**WORK INSTRUCTIONS**
Copy out every line below that contains the word "woman". Treat uppercase and lowercase as different.

**EXCERPTED DATA**
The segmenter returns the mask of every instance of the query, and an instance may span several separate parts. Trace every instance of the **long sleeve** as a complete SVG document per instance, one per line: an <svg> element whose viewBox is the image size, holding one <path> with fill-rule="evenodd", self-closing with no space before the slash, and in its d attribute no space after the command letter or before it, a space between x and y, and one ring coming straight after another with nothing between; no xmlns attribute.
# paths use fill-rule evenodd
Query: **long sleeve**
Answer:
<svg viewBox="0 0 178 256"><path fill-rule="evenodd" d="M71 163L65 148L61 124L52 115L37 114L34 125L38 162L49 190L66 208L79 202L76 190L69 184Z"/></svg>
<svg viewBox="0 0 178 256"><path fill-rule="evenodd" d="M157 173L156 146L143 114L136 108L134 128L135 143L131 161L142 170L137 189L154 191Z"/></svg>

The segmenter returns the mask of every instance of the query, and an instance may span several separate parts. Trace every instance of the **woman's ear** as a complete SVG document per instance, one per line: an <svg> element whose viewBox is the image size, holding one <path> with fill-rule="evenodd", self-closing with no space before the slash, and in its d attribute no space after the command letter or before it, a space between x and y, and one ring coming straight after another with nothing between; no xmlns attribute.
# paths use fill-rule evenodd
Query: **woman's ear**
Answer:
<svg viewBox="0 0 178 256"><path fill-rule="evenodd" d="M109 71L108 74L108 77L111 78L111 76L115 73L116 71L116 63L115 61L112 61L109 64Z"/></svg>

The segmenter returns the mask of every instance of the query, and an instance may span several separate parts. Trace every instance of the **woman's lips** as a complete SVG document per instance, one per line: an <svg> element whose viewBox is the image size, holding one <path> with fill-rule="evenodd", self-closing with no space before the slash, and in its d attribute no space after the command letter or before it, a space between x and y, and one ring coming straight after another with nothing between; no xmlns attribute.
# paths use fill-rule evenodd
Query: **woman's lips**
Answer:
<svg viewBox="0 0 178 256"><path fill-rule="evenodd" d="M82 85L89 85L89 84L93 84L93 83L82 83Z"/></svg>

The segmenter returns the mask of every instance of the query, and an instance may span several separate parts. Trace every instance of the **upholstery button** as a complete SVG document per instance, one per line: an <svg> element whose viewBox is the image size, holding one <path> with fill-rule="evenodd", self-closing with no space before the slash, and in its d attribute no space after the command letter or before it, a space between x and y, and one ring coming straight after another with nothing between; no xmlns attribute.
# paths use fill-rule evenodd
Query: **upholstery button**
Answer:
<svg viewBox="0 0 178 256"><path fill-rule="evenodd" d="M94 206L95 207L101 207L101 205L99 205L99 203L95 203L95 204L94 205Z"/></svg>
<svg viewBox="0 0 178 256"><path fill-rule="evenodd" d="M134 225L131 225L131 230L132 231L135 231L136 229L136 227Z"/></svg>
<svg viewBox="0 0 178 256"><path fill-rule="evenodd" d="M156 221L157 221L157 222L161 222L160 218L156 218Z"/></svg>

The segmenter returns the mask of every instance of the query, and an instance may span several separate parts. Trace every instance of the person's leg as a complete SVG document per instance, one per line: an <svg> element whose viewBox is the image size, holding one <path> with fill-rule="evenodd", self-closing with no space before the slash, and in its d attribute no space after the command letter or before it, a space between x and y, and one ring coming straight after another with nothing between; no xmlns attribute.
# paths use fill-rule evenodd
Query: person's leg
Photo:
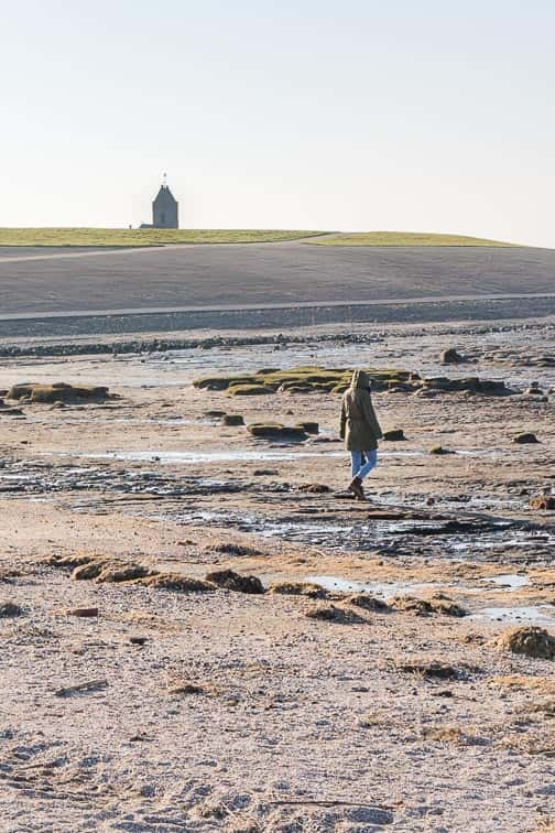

**EXERCISE RESULT**
The segmenter returns the mask of every instance of the query, and an instance may span several separate parts. Trace every instance of the **woman's ear** as a complete SVG document per instance, one per line: an <svg> element whose viewBox is the image size, holding one <path> with fill-rule="evenodd", self-closing with no space before the slash, and in its d attribute no space after the command letter or before it, a space between x and y, and one ring coming straight after another with nothing between; no xmlns attribute.
Query: **woman's ear**
The segmenter returns the mask of every instance of the query, and an instance may span several separate parts. Trace every instance of the **woman's lips** as a complete SVG document per instance, one per line: an <svg> element whose viewBox is the image size, holding one <path> with fill-rule="evenodd", self-closing with no space before the slash, and in its d attribute no space after the command letter or before it, a space between x and y, and one ring coming straight after another with nothing between; no xmlns attribute.
Query: **woman's lips**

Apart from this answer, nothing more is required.